> **DATA FOR THE TASK**
========================================================================
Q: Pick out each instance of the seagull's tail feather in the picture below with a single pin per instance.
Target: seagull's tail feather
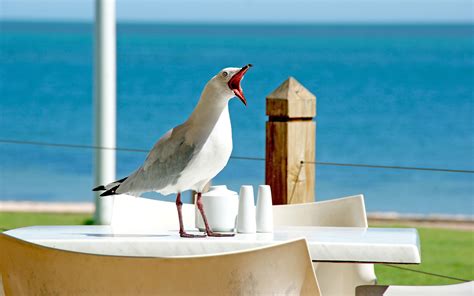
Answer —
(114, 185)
========================================================================
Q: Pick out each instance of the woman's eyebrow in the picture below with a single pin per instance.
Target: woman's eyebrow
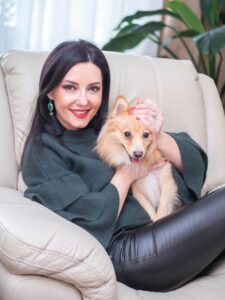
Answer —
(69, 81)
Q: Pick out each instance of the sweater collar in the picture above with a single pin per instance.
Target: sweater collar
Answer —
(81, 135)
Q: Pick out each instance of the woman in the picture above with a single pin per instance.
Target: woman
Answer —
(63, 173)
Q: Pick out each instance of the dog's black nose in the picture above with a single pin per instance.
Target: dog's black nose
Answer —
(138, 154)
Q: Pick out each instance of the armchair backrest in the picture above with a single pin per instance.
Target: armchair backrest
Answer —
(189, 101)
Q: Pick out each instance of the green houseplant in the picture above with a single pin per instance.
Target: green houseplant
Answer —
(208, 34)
========================================================================
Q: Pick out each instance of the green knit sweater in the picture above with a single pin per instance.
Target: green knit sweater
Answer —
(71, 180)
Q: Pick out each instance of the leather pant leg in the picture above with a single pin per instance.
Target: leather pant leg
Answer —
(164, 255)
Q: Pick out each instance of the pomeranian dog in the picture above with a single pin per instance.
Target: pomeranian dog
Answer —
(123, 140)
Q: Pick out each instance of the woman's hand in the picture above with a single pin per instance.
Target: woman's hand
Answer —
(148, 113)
========================================================================
> **DIRECTION**
Locate every line in the records above that contains the word "tail", and copy each of those lines in full.

> **ANSWER BELOW**
Q: Pick out each instance of the seagull's tail feather in the picture below with a single pin per instance.
Target: seagull's tail feather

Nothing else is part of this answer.